TEXTO PARA LEER:
* * * * * * *

El guardián del orden de Franco

En su vida política y en su relación con el dictador, Carrero Blanco se inventó su personaje

Cráter en la calle madrileña de Claudio Coello tras el atentado contra Carrero Blanco.
Cráter en la calle madrileña de Claudio Coello tras el atentado contra Carrero Blanco.

El día en que lo mataron (el 20 de diciembre de 1973), el almirante Luis Carrero Blanco iba a presentar un documento en la reunión de ministros que mostraba su obsesión por los grandes demonios de la España franquista, el comunismo y la masonería, infiltrados, tras años de desarrollo y modernización, en la Iglesia y en las Universidades, en las clases trabajadoras y en los medios de información.

Nacido el 4 de marzo de 1904 en Santoña (Cantabria), Carrero apenas había intervenido en la Guerra Civil, el bautismo de fuego de los militares de su generación, y no debió su ascenso hasta la cúspide de la dictadura a los méritos acumulados en la batalla. Era un militar sin condecoraciones de guerra, algo muy extraño en esa dictadura que se inauguró el 1 de abril de 1939.

* * * * * * *

FILAS PROPORCIONADAS:
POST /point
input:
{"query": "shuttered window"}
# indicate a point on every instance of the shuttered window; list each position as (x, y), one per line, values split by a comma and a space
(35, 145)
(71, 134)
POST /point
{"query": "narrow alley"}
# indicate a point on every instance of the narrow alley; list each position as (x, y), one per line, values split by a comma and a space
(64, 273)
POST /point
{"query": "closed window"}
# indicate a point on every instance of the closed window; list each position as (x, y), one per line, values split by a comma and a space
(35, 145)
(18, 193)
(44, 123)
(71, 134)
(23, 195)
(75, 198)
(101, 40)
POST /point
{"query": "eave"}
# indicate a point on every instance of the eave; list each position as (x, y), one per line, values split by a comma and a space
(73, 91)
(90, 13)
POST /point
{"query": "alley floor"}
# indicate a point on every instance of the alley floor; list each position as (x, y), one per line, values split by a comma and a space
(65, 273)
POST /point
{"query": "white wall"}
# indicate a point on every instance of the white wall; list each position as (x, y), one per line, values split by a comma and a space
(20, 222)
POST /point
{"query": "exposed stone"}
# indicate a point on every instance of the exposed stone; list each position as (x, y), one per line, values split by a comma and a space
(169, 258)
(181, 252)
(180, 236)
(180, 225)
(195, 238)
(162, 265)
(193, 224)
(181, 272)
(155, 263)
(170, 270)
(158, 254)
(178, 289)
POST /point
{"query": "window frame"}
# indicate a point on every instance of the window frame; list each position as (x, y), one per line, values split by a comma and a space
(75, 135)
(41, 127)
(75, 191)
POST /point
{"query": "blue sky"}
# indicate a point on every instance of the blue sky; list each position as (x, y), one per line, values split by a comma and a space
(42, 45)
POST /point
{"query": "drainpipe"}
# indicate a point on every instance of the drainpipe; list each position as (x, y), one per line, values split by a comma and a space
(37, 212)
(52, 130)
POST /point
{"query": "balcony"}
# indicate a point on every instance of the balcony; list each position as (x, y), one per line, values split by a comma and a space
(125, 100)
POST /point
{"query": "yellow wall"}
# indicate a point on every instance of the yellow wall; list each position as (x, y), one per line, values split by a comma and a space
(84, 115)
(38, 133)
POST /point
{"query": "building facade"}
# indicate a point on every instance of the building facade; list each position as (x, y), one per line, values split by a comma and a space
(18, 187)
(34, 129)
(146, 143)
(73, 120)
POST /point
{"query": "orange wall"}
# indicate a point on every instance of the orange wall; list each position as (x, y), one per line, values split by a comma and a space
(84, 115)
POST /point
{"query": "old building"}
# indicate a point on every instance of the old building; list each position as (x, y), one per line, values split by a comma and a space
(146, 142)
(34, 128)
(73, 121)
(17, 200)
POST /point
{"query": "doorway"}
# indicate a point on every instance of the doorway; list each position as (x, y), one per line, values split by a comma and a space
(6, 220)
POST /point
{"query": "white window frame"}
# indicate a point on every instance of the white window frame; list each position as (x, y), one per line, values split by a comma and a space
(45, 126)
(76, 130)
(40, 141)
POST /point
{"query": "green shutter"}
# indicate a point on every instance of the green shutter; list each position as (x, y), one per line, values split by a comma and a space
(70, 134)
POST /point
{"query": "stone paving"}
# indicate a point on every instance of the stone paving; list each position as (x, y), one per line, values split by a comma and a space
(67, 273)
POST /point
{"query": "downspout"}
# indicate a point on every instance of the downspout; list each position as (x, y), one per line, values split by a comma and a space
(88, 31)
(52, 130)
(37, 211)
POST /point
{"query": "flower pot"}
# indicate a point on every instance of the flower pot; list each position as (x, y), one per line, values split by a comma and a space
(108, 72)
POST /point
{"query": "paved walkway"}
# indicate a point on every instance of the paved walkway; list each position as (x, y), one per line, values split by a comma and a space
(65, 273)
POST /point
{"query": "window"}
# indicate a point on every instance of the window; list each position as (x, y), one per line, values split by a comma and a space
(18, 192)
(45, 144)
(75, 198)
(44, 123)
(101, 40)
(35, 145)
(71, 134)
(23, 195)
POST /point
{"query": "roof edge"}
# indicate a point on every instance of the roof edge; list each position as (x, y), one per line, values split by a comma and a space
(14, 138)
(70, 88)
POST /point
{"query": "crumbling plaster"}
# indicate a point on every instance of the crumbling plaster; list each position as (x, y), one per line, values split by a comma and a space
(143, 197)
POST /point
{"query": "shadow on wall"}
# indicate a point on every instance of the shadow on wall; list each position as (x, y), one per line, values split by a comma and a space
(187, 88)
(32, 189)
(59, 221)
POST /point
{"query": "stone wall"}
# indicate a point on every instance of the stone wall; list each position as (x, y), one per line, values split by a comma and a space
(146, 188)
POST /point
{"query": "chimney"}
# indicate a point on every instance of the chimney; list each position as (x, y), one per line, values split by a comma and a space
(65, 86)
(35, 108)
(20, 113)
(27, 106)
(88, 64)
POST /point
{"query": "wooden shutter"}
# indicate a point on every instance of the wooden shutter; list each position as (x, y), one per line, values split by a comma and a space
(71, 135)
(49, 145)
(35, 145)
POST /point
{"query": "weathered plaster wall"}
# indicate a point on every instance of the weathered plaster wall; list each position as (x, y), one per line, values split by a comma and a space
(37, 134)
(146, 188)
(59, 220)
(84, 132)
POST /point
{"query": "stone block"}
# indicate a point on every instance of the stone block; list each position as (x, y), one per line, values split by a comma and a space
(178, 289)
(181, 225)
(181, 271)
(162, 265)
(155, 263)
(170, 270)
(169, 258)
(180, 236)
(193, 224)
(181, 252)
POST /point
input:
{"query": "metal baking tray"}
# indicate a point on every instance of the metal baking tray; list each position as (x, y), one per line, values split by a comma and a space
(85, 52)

* * * * * * *

CONSIGNA: Indica, por favor, si cada afirmación concuerda con el texto sobre Carrero Blanco, respondiendo sí o no y citando literalmente las palabras del texto que lo deciden. 1. Carrero Blanco nació en Santoña. 2. Carrero Blanco contaba con numerosas condecoraciones de guerra. 3. Lo mataron el 20 de diciembre de 1973.

SOLUCIÓN:
1. Sí: «Nacido el 4 de marzo de 1904 en Santoña (Cantabria)».
2. No: «Era un militar sin condecoraciones de guerra».
3. Sí: «El día en que lo mataron (el 20 de diciembre de 1973)».